## Requirements:
Give the stretch of the records below that opens with the line containing "A note for the class: find the white notice" and closes with the line containing "<point>454,195</point>", both included, as a Markdown table. Use a column No. for the row number and a column Entry for the line itself, and leave out blank lines.

## Material for this task:

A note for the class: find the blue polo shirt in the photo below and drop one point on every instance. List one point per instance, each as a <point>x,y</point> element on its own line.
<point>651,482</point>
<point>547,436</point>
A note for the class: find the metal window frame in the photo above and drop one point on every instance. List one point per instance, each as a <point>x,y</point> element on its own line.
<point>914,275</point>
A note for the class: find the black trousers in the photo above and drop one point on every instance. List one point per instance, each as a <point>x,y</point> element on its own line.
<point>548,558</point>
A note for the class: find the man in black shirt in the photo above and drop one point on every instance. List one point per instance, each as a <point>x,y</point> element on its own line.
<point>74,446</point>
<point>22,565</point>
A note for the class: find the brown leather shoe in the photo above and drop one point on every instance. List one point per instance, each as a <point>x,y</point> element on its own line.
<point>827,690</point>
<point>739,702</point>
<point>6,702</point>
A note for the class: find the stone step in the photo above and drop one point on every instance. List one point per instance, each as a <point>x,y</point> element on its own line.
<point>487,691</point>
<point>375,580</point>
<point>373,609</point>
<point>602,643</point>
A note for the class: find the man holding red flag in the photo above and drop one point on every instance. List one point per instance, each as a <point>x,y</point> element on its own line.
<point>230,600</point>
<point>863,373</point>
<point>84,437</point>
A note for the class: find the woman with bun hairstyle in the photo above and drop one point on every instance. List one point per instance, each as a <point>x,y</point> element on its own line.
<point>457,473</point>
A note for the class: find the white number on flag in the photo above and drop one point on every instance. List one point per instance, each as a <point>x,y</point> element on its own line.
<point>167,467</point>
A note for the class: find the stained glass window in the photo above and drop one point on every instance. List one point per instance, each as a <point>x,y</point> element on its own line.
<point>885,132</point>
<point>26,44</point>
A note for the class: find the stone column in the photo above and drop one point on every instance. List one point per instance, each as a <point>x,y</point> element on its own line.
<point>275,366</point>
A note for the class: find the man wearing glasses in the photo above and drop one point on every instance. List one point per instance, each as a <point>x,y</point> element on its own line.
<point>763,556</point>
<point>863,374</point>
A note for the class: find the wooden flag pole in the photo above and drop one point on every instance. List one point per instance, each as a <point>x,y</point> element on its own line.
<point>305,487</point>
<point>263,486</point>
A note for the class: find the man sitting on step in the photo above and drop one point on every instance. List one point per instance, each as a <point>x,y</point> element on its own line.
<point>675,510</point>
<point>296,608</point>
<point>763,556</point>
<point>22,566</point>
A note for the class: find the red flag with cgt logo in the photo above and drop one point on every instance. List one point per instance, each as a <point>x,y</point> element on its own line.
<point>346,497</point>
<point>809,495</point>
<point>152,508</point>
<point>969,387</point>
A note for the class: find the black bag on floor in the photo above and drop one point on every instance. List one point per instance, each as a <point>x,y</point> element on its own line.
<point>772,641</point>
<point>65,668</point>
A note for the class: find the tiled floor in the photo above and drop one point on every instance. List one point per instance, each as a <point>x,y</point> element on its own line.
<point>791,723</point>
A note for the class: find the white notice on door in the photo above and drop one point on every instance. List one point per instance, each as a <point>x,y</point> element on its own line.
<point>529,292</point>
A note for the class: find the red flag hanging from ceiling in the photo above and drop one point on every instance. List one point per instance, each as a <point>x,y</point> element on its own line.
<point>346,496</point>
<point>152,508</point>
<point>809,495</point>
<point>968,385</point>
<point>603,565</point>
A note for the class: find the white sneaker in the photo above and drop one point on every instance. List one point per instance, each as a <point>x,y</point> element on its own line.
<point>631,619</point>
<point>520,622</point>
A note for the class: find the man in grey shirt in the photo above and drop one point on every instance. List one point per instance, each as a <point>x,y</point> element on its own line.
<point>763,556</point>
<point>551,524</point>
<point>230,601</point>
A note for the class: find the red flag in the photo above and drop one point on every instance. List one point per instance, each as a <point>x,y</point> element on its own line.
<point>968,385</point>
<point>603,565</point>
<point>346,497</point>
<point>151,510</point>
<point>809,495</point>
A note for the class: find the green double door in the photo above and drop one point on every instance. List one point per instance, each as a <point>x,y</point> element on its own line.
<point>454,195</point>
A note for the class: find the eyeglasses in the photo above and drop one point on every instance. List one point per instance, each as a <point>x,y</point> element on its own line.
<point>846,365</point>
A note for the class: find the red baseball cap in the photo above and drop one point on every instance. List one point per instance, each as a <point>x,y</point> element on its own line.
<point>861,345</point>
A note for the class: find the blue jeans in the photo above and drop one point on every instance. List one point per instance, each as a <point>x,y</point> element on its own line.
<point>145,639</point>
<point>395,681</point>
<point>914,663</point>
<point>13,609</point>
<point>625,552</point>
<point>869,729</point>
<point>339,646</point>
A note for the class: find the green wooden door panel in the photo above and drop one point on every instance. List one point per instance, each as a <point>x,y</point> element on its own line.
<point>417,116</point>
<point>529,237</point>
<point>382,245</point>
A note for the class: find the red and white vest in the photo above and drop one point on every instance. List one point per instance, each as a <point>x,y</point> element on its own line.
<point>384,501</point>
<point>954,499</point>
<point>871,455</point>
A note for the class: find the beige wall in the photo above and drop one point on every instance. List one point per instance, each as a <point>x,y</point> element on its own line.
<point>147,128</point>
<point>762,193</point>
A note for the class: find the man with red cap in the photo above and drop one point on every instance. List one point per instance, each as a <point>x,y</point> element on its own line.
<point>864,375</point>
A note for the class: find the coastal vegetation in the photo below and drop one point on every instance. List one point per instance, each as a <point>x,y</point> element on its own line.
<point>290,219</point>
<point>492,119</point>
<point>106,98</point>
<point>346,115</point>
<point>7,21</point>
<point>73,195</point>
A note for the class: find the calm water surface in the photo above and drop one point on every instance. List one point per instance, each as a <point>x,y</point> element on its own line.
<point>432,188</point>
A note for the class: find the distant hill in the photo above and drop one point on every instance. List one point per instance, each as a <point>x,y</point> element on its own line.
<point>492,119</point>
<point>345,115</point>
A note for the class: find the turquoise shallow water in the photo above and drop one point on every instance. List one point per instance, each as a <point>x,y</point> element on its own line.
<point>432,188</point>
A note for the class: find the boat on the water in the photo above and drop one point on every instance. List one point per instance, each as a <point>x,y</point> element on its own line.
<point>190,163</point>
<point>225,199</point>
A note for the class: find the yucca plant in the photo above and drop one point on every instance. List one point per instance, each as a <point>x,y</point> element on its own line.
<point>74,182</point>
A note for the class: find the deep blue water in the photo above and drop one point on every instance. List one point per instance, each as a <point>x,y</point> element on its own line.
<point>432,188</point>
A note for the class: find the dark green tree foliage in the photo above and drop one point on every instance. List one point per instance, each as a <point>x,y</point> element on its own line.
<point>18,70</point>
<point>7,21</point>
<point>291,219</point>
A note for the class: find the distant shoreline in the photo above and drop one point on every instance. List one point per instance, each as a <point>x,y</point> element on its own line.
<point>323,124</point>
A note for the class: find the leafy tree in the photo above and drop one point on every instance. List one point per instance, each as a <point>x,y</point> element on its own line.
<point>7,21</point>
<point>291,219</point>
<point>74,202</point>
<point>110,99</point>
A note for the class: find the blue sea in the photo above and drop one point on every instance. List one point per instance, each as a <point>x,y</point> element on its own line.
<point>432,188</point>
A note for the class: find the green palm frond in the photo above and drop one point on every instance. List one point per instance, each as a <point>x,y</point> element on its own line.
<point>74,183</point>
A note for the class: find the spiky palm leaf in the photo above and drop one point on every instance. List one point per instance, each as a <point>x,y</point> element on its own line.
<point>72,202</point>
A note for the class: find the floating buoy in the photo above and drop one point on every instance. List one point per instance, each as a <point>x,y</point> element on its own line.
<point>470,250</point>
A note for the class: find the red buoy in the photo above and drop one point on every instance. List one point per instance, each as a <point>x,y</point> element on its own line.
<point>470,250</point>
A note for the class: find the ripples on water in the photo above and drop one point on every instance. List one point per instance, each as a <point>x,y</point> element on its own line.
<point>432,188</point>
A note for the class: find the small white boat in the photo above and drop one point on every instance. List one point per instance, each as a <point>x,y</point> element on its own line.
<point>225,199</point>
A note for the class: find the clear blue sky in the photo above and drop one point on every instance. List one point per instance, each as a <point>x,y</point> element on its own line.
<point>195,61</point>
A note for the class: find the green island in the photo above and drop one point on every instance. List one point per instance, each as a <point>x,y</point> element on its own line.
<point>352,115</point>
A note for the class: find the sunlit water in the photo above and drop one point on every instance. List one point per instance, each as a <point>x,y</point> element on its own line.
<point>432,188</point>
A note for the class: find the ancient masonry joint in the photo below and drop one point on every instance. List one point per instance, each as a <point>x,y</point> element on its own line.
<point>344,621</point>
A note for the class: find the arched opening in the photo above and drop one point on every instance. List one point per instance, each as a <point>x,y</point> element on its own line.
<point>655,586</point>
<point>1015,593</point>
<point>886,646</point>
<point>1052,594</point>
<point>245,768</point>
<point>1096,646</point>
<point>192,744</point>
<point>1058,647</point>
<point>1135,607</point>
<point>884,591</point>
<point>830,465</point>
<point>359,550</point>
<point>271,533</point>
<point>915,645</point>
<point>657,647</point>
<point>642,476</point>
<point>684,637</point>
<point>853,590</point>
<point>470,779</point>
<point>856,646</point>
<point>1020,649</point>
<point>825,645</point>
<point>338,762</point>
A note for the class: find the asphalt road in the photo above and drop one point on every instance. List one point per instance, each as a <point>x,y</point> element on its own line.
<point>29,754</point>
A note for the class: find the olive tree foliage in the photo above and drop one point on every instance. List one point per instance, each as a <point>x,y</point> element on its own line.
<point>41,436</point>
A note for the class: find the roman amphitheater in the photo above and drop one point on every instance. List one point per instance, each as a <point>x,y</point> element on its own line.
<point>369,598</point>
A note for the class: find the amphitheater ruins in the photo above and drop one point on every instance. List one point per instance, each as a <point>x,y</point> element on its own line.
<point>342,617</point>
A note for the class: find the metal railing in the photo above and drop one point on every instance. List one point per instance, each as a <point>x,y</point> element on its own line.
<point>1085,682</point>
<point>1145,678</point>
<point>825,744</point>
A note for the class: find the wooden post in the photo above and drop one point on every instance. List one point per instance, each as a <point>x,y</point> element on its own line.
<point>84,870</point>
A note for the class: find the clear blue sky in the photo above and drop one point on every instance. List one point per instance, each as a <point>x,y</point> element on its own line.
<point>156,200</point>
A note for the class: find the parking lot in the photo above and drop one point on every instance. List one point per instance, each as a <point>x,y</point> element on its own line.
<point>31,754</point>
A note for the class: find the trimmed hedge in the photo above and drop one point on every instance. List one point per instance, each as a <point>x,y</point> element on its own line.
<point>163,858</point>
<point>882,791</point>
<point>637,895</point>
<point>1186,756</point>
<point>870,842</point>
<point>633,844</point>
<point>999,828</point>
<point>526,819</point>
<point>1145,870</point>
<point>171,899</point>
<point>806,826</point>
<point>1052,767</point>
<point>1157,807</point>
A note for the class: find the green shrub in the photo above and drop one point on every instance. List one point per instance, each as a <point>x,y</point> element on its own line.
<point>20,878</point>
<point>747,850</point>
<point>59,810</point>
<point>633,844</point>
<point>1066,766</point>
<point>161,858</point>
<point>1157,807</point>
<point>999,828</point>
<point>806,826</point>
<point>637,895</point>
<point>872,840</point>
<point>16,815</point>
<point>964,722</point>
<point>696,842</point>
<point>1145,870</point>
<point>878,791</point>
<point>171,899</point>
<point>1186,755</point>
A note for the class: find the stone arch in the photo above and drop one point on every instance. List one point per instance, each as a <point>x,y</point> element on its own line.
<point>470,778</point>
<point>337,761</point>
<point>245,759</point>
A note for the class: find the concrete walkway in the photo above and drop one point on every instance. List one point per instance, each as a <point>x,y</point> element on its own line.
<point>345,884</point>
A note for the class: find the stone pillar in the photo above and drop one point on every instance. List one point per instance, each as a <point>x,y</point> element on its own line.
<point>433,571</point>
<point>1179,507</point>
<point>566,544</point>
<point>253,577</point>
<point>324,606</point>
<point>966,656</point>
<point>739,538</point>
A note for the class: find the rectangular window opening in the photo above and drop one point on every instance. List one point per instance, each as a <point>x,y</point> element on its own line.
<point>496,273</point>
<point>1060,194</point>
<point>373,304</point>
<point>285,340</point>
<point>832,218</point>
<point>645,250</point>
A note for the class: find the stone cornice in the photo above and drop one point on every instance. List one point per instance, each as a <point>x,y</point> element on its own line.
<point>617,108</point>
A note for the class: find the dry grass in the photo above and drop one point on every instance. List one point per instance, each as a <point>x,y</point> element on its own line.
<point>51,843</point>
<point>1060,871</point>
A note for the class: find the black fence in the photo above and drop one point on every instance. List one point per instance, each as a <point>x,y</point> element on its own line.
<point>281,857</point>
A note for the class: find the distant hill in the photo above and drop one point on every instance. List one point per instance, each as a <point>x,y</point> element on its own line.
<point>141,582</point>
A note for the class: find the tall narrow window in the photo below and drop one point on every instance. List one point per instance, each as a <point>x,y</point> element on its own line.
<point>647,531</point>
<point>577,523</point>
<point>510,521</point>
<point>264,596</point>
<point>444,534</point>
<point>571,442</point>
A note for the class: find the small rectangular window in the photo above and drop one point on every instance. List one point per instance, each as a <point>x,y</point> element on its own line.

## Reply:
| No. | Entry |
|---|---|
| 1 | A note for the class: find the white notice on door in the photo above and drop one point on every instance. List one point per instance, each as a <point>x,y</point> element on its own line. |
| 2 | <point>529,292</point> |
| 3 | A note for the class: find the red flag hanging from ceiling in the photo above and drop one point on every instance. List one point per instance, each as a <point>x,y</point> element on its own line. |
| 4 | <point>346,496</point> |
| 5 | <point>152,508</point> |
| 6 | <point>809,495</point> |
| 7 | <point>968,385</point> |
| 8 | <point>603,565</point> |
| 9 | A note for the class: find the white sneaker in the photo above and drop one point on every instance. List one point per instance, each as a <point>x,y</point> element on its own line. |
| 10 | <point>631,619</point> |
| 11 | <point>520,622</point> |
| 12 | A note for the class: find the man in grey shirt in the photo above and drop one point on every instance. List one point per instance, each as a <point>x,y</point> element on its own line. |
| 13 | <point>763,556</point> |
| 14 | <point>551,524</point> |
| 15 | <point>230,601</point> |
| 16 | A note for the class: find the red flag in the photo above and drop one point on every instance. List one point per instance, each as a <point>x,y</point> element on its own line. |
| 17 | <point>968,385</point> |
| 18 | <point>603,565</point> |
| 19 | <point>346,497</point> |
| 20 | <point>151,510</point> |
| 21 | <point>809,495</point> |
| 22 | A note for the class: find the green double door in the photo above and drop one point on every instance. List one point per instance, each as a <point>x,y</point> element on its own line. |
| 23 | <point>454,195</point> |